TÂCHE COURTE: Quelles lignes des items ci-dessous contiennent la chaîne « house », en tenant compte de la casse ? Relevez-les toutes.

Enregistrements extraits
┌──

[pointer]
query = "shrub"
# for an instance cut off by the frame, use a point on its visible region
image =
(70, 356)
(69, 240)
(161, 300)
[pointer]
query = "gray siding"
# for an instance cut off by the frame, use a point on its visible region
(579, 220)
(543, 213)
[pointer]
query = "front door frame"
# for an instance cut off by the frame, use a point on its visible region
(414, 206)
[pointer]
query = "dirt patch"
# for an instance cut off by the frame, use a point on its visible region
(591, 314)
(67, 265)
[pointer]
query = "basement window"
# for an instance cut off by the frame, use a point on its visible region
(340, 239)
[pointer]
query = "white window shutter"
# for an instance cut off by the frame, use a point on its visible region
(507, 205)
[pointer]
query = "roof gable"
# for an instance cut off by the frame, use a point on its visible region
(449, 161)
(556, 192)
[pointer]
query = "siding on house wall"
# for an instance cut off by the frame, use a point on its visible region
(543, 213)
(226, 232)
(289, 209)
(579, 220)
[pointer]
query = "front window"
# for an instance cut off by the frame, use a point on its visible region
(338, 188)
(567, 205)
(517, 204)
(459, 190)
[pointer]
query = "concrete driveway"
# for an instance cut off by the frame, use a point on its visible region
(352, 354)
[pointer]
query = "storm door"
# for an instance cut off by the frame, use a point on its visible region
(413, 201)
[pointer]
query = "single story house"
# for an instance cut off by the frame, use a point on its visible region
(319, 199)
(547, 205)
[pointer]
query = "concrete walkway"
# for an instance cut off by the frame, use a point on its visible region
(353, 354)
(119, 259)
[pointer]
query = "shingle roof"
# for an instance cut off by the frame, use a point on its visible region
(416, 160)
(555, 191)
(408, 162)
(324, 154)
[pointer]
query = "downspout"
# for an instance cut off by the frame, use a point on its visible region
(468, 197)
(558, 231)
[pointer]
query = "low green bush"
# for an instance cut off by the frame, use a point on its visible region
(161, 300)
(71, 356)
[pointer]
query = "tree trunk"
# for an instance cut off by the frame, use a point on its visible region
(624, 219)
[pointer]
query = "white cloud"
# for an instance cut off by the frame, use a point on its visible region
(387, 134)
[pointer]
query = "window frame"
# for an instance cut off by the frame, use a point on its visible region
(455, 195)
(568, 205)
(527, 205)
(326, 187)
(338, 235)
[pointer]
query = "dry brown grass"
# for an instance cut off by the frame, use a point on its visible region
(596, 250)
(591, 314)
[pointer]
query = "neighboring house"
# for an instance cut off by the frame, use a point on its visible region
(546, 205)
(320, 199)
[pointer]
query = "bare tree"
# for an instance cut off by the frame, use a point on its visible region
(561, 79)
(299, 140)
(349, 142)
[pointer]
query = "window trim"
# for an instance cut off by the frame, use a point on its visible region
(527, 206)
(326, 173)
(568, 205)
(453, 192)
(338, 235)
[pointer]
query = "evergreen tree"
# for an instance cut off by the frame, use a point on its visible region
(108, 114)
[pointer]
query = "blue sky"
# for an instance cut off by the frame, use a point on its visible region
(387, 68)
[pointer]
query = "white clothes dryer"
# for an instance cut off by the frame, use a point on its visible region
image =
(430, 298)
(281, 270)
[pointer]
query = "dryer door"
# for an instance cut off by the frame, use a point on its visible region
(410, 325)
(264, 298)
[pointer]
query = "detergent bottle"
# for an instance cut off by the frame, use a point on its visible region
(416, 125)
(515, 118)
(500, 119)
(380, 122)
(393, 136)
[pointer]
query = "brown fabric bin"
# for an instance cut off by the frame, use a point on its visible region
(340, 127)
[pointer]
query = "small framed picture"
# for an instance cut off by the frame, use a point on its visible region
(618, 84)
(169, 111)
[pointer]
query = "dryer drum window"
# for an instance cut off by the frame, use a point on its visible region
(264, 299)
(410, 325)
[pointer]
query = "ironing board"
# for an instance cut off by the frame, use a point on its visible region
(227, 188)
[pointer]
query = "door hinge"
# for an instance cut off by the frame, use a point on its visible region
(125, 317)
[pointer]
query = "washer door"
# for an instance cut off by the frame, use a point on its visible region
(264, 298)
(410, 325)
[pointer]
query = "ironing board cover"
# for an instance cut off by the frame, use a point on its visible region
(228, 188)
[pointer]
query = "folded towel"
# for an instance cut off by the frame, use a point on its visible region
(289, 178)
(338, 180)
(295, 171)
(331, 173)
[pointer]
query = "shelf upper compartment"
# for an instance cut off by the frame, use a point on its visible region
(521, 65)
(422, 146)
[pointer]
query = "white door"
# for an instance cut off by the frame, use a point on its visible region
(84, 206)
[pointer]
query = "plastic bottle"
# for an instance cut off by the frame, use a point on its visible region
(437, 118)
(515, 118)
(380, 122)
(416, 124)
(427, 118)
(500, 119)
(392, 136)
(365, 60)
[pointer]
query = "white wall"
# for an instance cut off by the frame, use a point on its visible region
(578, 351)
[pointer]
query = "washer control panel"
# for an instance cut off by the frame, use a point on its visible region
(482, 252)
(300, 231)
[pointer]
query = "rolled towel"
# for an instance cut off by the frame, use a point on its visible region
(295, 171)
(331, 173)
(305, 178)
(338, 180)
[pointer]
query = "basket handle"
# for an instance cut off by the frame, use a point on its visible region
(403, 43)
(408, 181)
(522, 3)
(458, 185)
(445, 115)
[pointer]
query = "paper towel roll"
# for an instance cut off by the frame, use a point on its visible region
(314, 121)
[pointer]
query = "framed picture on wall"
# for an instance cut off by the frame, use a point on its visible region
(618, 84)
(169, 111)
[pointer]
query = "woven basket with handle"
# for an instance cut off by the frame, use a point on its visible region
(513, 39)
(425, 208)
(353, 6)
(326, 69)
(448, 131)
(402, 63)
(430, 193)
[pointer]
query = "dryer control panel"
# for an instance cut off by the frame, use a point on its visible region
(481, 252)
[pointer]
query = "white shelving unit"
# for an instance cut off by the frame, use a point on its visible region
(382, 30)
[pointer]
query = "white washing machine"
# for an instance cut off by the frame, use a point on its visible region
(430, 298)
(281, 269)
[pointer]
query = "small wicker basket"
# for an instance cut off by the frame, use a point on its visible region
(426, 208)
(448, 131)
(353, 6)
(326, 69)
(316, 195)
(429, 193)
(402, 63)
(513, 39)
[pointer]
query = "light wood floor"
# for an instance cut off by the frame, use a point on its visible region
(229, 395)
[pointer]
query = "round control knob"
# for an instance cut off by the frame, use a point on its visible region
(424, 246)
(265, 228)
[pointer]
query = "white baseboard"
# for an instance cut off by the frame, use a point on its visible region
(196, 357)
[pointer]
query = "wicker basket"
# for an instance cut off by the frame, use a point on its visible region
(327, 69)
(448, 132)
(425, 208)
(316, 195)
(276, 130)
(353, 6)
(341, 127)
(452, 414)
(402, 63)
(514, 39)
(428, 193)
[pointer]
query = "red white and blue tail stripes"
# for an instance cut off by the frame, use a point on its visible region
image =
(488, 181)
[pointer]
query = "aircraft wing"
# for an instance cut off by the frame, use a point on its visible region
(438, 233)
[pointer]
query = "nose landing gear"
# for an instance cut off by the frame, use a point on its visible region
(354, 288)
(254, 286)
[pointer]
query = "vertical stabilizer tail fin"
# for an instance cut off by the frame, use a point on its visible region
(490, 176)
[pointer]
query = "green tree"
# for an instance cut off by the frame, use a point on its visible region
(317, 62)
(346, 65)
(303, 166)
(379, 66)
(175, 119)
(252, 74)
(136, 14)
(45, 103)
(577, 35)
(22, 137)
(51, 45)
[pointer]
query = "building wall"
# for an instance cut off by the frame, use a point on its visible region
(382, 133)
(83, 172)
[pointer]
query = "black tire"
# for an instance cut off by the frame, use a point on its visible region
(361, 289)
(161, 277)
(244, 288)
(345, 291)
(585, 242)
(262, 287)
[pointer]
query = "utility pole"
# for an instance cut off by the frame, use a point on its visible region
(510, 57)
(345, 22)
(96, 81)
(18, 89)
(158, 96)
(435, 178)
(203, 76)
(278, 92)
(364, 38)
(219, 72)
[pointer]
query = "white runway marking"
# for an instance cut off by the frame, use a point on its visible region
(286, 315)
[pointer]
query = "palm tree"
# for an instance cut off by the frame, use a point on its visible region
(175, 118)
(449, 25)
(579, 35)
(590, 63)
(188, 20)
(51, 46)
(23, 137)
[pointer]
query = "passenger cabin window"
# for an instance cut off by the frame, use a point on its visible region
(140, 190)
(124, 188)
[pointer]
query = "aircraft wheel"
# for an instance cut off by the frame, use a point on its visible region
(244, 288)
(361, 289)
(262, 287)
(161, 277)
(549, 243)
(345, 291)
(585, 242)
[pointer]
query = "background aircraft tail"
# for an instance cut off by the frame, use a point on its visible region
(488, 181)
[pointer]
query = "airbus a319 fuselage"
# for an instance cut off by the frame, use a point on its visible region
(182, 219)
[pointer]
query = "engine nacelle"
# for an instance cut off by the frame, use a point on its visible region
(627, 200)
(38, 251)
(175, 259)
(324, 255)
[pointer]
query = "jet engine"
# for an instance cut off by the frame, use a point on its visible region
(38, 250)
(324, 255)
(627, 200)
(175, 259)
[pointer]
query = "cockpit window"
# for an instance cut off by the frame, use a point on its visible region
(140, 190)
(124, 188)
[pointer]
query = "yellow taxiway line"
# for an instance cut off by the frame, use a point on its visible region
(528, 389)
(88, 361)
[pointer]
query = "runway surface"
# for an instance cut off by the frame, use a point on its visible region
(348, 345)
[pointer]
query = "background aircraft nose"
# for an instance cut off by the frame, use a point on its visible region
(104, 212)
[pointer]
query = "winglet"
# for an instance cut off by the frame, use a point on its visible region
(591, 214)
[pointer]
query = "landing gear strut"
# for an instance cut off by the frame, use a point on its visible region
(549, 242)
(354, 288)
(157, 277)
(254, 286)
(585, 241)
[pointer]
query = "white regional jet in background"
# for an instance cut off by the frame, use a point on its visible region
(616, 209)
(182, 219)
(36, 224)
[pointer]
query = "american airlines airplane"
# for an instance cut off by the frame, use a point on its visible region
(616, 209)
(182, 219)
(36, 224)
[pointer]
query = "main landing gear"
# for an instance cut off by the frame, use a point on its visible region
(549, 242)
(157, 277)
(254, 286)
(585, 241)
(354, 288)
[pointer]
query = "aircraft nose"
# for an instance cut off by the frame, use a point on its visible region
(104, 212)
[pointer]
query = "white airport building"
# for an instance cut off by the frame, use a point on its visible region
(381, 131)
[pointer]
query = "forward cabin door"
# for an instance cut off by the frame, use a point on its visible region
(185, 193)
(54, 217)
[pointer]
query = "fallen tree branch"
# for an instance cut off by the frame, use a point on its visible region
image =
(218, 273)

└──

SOLUTION RÉDIGÉE:
query = "siding on house wall"
query = "single story house"
query = "neighboring house"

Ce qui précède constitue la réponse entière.